>> Start

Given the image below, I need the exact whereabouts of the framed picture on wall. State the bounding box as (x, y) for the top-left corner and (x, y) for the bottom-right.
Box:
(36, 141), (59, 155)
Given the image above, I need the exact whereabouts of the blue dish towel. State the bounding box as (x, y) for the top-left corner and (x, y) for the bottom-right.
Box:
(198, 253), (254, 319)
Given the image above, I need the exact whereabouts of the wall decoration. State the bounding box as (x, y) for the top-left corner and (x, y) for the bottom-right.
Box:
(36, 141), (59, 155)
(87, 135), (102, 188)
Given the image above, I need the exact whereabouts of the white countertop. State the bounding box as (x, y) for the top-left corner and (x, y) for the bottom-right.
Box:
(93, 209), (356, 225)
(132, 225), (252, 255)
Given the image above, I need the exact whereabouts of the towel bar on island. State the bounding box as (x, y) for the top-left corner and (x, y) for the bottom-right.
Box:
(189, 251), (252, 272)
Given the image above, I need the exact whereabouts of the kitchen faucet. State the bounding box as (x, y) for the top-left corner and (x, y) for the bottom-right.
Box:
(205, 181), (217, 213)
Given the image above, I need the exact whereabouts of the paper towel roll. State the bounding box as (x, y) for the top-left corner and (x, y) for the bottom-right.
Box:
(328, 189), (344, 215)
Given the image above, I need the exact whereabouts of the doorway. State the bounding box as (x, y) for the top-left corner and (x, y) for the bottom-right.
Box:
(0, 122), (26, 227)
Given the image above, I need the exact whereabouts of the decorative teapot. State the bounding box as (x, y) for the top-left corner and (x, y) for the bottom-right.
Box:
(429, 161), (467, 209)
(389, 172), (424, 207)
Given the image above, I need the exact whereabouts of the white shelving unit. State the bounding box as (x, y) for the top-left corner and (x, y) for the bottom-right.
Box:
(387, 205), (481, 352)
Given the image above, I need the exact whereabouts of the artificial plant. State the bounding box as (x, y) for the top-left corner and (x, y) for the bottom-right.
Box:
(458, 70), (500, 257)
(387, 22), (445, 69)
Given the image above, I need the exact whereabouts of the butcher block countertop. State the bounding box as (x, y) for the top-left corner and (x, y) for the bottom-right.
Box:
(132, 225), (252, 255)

>> End

Lay out all of the material above as a two-column CSV with the headers input and output. Each row holds one passage in input and the answer that follows it in output, with every field in double quotes and any line breaks inside a field turned into spaces.

Task output:
input,output
"Given the image below, I need the exact whereabouts of the framed picture on wall. State the bounding box as (x, y) for the top-left corner and (x, y) for the bottom-right. Box:","(36, 141), (59, 155)"
"Given the image above, I need the exact whereabouts of the blue dish towel. State the bounding box as (x, y) for the top-left corner and (x, y) for the bottom-right. Box:","(198, 253), (254, 319)"
"Given the image above, I need the exact whereabouts of the wall decoration. State the bounding box as (x, y) for the top-left corner and (x, y) for the bottom-right. Box:","(36, 141), (59, 155) (87, 135), (102, 188)"
"Given the image above, I need the exact whereabouts of the white countertop. State the bounding box as (x, y) for the top-left corner and (x, y) for the bottom-right. Box:","(93, 209), (356, 225) (132, 225), (252, 255)"
"Given the image above, I need the exact whereabouts of the towel bar on island. State the bounding box as (x, y) for the top-left corner and (x, y) for the bottom-right. Box:","(189, 251), (252, 272)"
"Given the image above, I need the exact whereabouts of the kitchen faucet. State the bounding box as (x, y) for the top-left corner and (x, y) for the bottom-right. Box:","(205, 181), (217, 213)"
"Given the image above, I need the exact whereabouts of the paper towel roll. State the bounding box as (x, y) for the top-left corner and (x, y) for the bottom-right. Box:","(328, 189), (344, 215)"
"Given the image above, I need the exact whereabouts of the doorway. State the bounding box as (x, y) for the top-left corner and (x, y) for the bottom-right. Box:","(0, 122), (26, 227)"
"Given the image above, I need the exact whereabouts of the decorative teapot. State the bounding box as (x, y) for the top-left corner and (x, y) for the bottom-right. Box:","(429, 161), (467, 209) (389, 172), (424, 207)"
"Given the image above, I need the exact whereabouts of the white shelving unit. State the bounding box as (x, y) for the top-left corner and (x, y) for the bottom-right. Box:","(387, 205), (481, 352)"
"Given the image above, I need the exact whereabouts of the artificial plant. State the bounding box as (x, y) for the top-left corner and (x, y) for the bottom-right. Box:","(458, 70), (500, 257) (387, 22), (445, 69)"
"Given the image above, I need the exact whereabouts of the butcher block countertop. State the bounding box as (x, y) for the top-left corner and (x, y) for the bottom-right. Box:","(132, 225), (252, 255)"